**What you need to do**
**a.** Switch "horizontally" to "sideways" as you copy out the word search exercise, from "### Find words" up to and including "any blank lines.".
**b.** According to the word search exercise, in which directions must the find_words function look for hidden words?

BEGIN Page

76.8 ms ± 3.46 ms per loop (mean ± std. dev. of 2 runs, 10 loops each)


## Part 2: A word search finder

Word search puzzles use random letters to hide the letter patterns.

For example: find the words "spleen, matrix, coding, lambda, basil" in the 8x8 grid below:

    G S P L E E N D
    S P G H C F R M
    T P Z L O C A B
    I L D Z D V J A
    M A T R I X B S
    A J C G N X D I
    A A B S G R Z L
    V L A M B D A L
    
The solution can be seen in the lower case characters below:

    G s p l e e n D
    S P G H c F R M
    T P Z L o C A b
    I L D Z d V J a
    m a t r i x B s
    A J C G n X D i
    A A B S g R Z l
    V l a m b d a L
    
### Find words
Write a function `find_words(puzzle, words)` that takes a word search puzzle as a string, and a list of potential words, and returns each of the words found in the puzzle in a list. This should find words hidden horizontally (left-to-right) or vertically (top-to-bottom). The search should ignore case, and always return the found words in lower case. It should only ever return a detected word at most *once*. It should ignore any blank lines.

END Page
BEGIN Provided data

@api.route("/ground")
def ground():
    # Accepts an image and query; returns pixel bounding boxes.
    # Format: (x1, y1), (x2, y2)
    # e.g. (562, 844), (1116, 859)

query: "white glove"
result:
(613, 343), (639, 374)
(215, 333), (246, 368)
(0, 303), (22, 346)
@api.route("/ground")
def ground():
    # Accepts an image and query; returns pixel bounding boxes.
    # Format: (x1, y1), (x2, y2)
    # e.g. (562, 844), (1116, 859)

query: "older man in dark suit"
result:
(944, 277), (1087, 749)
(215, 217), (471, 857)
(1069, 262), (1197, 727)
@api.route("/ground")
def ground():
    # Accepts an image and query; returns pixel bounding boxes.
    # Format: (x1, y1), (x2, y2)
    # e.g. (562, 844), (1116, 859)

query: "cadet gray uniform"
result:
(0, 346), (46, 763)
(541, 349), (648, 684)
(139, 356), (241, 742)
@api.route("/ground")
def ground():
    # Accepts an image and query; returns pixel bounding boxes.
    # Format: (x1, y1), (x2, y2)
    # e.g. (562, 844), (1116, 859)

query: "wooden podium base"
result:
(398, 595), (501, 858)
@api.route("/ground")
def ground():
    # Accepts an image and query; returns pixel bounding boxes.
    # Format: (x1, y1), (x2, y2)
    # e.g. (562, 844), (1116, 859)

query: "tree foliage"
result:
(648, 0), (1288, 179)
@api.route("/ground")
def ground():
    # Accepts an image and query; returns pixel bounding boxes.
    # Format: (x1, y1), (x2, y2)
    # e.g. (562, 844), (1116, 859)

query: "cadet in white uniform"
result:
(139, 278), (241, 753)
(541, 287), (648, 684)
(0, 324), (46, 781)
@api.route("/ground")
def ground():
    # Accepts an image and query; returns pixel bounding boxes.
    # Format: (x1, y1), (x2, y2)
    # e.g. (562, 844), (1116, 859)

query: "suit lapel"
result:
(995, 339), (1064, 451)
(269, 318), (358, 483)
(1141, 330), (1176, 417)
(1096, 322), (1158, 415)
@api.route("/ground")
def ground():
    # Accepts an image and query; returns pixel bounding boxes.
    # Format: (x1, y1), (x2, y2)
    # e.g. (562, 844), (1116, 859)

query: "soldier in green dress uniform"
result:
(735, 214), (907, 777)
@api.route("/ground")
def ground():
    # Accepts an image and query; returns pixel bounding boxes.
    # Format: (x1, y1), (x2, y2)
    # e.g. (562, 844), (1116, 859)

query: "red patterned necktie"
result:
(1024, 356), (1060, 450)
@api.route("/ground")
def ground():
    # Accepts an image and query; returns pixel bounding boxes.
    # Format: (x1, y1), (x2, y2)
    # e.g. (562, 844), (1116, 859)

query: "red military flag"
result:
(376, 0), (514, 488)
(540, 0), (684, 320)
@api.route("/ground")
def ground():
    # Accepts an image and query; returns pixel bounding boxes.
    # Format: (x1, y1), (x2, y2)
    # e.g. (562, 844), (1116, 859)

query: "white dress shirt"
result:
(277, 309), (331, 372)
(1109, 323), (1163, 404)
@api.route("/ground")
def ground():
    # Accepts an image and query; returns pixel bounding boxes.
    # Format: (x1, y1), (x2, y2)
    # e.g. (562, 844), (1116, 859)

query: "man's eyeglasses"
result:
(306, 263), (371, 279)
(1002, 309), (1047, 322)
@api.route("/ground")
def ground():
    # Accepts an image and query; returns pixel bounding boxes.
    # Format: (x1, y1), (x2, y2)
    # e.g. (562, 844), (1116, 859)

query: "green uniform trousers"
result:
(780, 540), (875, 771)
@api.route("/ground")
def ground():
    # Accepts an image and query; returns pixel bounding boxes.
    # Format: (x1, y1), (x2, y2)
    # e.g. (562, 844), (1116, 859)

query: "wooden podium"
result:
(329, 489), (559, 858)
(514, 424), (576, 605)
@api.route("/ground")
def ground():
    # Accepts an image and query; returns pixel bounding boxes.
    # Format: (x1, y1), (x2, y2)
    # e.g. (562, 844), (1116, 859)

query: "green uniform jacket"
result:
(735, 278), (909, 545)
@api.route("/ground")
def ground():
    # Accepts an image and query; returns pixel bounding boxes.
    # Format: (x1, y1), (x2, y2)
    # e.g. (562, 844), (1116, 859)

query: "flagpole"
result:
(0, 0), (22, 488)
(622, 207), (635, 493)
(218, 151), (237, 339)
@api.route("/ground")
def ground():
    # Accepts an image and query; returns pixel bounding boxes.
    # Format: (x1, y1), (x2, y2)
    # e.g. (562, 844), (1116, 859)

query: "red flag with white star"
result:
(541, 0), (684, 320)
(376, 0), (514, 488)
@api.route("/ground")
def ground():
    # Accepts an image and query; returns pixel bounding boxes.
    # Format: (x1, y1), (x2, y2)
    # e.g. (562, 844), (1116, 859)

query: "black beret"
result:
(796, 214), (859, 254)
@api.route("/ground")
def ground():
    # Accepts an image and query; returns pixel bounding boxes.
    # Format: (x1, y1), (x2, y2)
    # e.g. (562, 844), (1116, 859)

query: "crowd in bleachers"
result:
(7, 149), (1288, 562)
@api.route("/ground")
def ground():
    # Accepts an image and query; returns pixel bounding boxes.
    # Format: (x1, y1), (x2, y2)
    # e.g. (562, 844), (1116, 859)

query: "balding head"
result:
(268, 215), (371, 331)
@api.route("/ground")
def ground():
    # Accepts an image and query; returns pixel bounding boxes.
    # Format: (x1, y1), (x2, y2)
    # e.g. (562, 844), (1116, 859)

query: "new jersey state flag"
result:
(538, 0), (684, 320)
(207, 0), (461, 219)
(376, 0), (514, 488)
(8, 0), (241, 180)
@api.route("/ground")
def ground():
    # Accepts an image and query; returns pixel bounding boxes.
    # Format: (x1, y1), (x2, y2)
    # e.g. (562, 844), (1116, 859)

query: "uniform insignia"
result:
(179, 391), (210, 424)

END Provided data

**Responses to the exercise**
**a.**
### Find words
Write a function `find_words(puzzle, words)` that takes a word search puzzle as a string, and a list of potential words, and returns each of the words found in the puzzle in a list. This should find words hidden sideways (left-to-right) or vertically (top-to-bottom). The search should ignore case, and always return the found words in lower case. It should only ever return a detected word at most *once*. It should ignore any blank lines.

**b.** It must look horizontally (left-to-right) and vertically (top-to-bottom).